__Page text__

=== Begin Enclosure ===

Papa looked at Mamma and said, ‘Mamma, you can’t come into New York with a bandanna on your head and a sweater. You must get your good clothes on.’ So he made Mamma get our steward and he had to pull down all the luggage to get our valises, and then Mamma changed to her fox fur.

When we got off the ship it was awful. Everybody was running around like crazy people. It was all nervous. Men kept saying, ‘Here, lady, taxi,’ and ‘Where to, lady?’ And then we had to look for our luggage and it was all with everybody else’s. And Uncle Pete and Aunt Marionette and Jimmy Niles kept saying, ‘They are having a reception for you, you must hurry.’ But Mamma said, ‘ Eleven years I have been so quiet, this is a madhouse,’ and she would n’t get excited. Then Aunt Marionette took us off on a seat and Mamma went to look for the luggage with Cousin Jimmy Niles. Our lawyer Uncle Bill was there too. Even Papa was nervous and saying, ‘They’ve been waiting for you for two hours!’ and Mamma said, ‘I was n’t steering the Bremen, but I’ll fix this thing.’

So she went to a man and said she had to go to a party and could she leave the luggage there. So he said, ‘Well, let’s get the luggage right away and I ’ll pass it; nothing in it?’ Mamma said, ‘No.’ So he said, ‘Where is your slip?’ Mamma said, ’I have lost it.’ ‘ Well,’ he said, ‘ that’s too bad,’ but he gave her a paper and said she was free, and then Mamma just went up and down that dock and got the luggage with Jimmy Niles and then we went away. We got two taxis and they all kept screaming, ‘Taxi, taxi! Where to, lady? What hotel, lady ? ’ So we got out of there, but it was all so nervous, and Aunt Marionette said, ‘ Yes, that is New York. We are all jumpy.’ So then Johnny gave Mamma a key out of his pocket, and it was the key to our cabin, and Jimmy Niles had to take it back.

We went to the Iroquois hotel and all the people were waiting for us and those who could n’t wait any longer had left us a note. Mr. McBride and Mr. Schuster, they sell books, had signed their names on the letter and said they were sorry not to have seen us first time in America. But Uncle Gene Lyons and Aunt Billy his wife and Jeannie, their daughter, were there and all kinds of people. Lillian and Dorothy Gish had left us a telegram saying welcome to America and love from all, and Mr. Elmer Rice and his family had also left a telegram saying also welcome. So we were welcome to America.

=== End Enclosure ===

__Supplied material__
=== Begin Enclosure ===

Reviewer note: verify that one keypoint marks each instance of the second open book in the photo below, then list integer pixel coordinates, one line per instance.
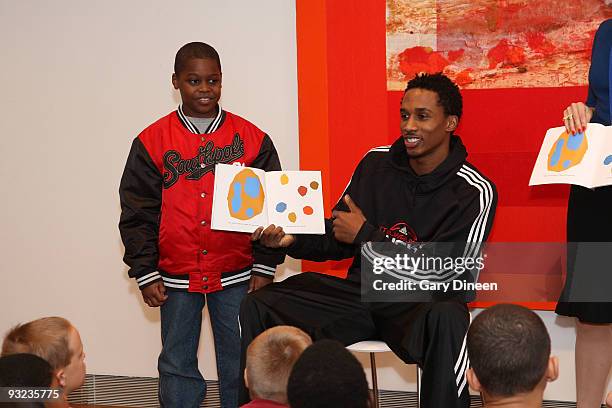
(246, 198)
(584, 159)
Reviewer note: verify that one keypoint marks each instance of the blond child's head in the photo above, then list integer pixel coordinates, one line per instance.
(270, 358)
(55, 340)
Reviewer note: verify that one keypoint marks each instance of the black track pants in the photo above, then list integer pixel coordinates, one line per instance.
(431, 335)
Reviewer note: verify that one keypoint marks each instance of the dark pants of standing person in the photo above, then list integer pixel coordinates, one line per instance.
(431, 335)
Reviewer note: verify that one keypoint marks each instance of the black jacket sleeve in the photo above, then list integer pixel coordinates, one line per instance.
(266, 259)
(140, 193)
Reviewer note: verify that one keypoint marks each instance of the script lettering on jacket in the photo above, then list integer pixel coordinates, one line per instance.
(204, 162)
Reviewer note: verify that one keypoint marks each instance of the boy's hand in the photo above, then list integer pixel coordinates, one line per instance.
(272, 237)
(348, 224)
(258, 282)
(154, 295)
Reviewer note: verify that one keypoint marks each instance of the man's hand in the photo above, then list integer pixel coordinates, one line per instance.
(258, 282)
(576, 117)
(272, 237)
(154, 295)
(348, 224)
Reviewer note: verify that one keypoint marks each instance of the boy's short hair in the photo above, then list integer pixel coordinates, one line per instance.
(194, 50)
(25, 370)
(448, 92)
(47, 338)
(270, 358)
(327, 375)
(509, 349)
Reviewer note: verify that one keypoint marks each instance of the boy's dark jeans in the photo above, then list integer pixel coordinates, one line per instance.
(181, 384)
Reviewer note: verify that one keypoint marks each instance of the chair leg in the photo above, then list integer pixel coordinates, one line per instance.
(418, 386)
(374, 380)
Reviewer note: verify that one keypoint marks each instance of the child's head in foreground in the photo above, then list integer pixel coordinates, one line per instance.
(55, 340)
(197, 75)
(509, 351)
(328, 375)
(270, 358)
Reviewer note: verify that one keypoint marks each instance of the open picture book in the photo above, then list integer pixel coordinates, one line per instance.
(584, 159)
(246, 198)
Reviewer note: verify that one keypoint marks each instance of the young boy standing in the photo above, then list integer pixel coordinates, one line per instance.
(178, 262)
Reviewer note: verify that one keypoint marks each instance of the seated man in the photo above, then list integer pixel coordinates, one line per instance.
(509, 350)
(328, 375)
(419, 190)
(270, 358)
(59, 343)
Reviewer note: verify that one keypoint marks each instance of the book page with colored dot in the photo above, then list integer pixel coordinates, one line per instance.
(296, 201)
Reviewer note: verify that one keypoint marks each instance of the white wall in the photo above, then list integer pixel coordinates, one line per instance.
(80, 79)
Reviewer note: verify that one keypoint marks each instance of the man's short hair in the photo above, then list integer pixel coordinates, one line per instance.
(327, 375)
(25, 370)
(47, 338)
(194, 50)
(449, 96)
(509, 349)
(270, 358)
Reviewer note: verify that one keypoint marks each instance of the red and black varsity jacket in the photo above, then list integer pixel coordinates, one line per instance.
(166, 203)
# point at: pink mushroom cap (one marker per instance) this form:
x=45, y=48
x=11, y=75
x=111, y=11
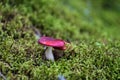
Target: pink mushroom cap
x=55, y=43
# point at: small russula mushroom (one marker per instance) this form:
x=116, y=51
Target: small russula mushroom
x=51, y=42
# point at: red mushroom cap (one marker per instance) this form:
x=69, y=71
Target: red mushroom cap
x=55, y=43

=== End Enclosure ===

Reproduce the part of the account of arriving in New York starting with "Papa looked at" and going on through "her fox fur.". The rows are separate material from the account of arriving in New York.

Papa looked at Mamma and said, ‘Mamma, you can’t come into New York with a bandanna on your head and a sweater. You must get your good clothes on.’ So he made Mamma get our steward and he had to pull down all the luggage to get our valises, and then Mamma changed to her fox fur.